THE PROBLEM: Output the data below in full, character for character.

○ ○ ○

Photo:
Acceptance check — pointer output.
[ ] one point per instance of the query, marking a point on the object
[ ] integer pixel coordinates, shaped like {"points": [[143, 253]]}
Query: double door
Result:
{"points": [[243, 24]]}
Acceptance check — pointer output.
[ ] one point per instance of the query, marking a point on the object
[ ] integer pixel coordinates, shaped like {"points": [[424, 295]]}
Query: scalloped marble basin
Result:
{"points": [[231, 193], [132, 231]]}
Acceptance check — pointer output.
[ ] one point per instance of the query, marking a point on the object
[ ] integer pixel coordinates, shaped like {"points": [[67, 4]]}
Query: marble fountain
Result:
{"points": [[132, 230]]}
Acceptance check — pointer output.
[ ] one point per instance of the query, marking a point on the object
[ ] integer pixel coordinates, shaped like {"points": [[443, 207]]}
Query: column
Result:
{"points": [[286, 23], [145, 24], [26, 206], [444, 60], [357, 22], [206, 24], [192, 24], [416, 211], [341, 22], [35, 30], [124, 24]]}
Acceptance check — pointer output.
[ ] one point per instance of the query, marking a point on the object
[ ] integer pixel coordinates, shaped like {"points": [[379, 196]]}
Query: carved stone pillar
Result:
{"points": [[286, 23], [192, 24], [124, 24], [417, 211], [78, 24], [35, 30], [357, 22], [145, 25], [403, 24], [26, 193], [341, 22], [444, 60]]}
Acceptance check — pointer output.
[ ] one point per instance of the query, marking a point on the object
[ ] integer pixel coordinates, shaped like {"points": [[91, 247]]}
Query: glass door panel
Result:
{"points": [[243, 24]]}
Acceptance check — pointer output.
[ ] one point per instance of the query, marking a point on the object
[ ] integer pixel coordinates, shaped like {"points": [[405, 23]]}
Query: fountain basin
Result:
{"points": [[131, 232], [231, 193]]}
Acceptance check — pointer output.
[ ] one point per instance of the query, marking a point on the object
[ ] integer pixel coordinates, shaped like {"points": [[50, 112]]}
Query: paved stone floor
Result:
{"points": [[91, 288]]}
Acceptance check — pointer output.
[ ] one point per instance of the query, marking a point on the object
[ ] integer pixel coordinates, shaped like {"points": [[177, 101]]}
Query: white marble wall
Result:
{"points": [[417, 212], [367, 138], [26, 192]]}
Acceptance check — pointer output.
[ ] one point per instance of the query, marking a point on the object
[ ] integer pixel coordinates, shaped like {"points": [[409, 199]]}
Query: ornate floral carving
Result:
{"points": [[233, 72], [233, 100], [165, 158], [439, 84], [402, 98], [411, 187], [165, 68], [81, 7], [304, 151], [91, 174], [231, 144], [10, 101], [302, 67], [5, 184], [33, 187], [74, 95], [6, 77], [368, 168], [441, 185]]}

○ ○ ○

THE RESPONSE:
Photo:
Acceptance check — pointer output.
[ ] one point per instance of the query, marking a point on the object
[ ] integer pixel coordinates, shaped like {"points": [[143, 253]]}
Query: double door
Result:
{"points": [[243, 24]]}
Acceptance check — pointer output.
[ ] one point per instance of the query, marking a point on the object
[ ] integer pixel coordinates, shaped like {"points": [[424, 295]]}
Query: scalloped marble basin
Result:
{"points": [[231, 193], [132, 231]]}
Acceptance check — pointer output.
[ ] one point per instance of the query, marking a point on the object
[ ] integer pixel coordinates, shaped like {"points": [[67, 4]]}
Query: marble fountain
Result:
{"points": [[132, 230]]}
Acceptance check — pointer output.
[ ] one point per instance of the query, marking a point on the object
[ ] integer pixel coordinates, shaped like {"points": [[443, 207]]}
Query: column
Result:
{"points": [[286, 23], [145, 24], [26, 206], [444, 60], [357, 22], [206, 24], [192, 24], [416, 211], [341, 22], [35, 30], [124, 24]]}
Acceptance check — pointer output.
[ ] one point per instance of the query, marking a point on the object
[ ] integer pixel coordinates, shaped like {"points": [[379, 196]]}
Query: carved stone pillar
Result:
{"points": [[286, 23], [192, 24], [124, 24], [417, 211], [78, 24], [35, 30], [357, 22], [145, 25], [403, 24], [26, 193], [341, 22], [444, 60]]}
Acceptance check — pointer output.
[ ] one point per instance of the query, marking a point on the object
[ ] integer pixel coordinates, shaped like {"points": [[91, 247]]}
Query: glass door panel
Result:
{"points": [[243, 24]]}
Acceptance check — pointer output.
[ ] one point per instance of the query, marking a point on the object
[ ] integer pixel coordinates, shaped like {"points": [[405, 23]]}
Query: fountain basin
Result:
{"points": [[131, 232], [231, 193]]}
Acceptance check — pointer output.
[ ] one point per instance of the query, marking a point on the object
[ ] integer pixel coordinates, shaped like {"points": [[50, 112]]}
Query: paved stone floor
Result:
{"points": [[91, 288]]}
Acceptance check — pointer output.
[ ] one point per instance of the query, marking a point on the object
[ ] integer pixel coordinates, shaped like {"points": [[177, 101]]}
Query: white marble wall
Result:
{"points": [[417, 212], [367, 138], [26, 192]]}
Acceptance check — pointer output.
[ ] one point per instance of the query, marking a point on the object
[ ] integer pixel coordinates, shaped like {"points": [[409, 199]]}
Query: ornate floral carving
Result:
{"points": [[233, 72], [233, 100], [165, 158], [439, 84], [402, 98], [411, 187], [165, 68], [81, 7], [304, 151], [91, 174], [231, 144], [10, 101], [302, 67], [5, 184], [33, 187], [74, 95], [6, 77], [368, 168], [441, 185]]}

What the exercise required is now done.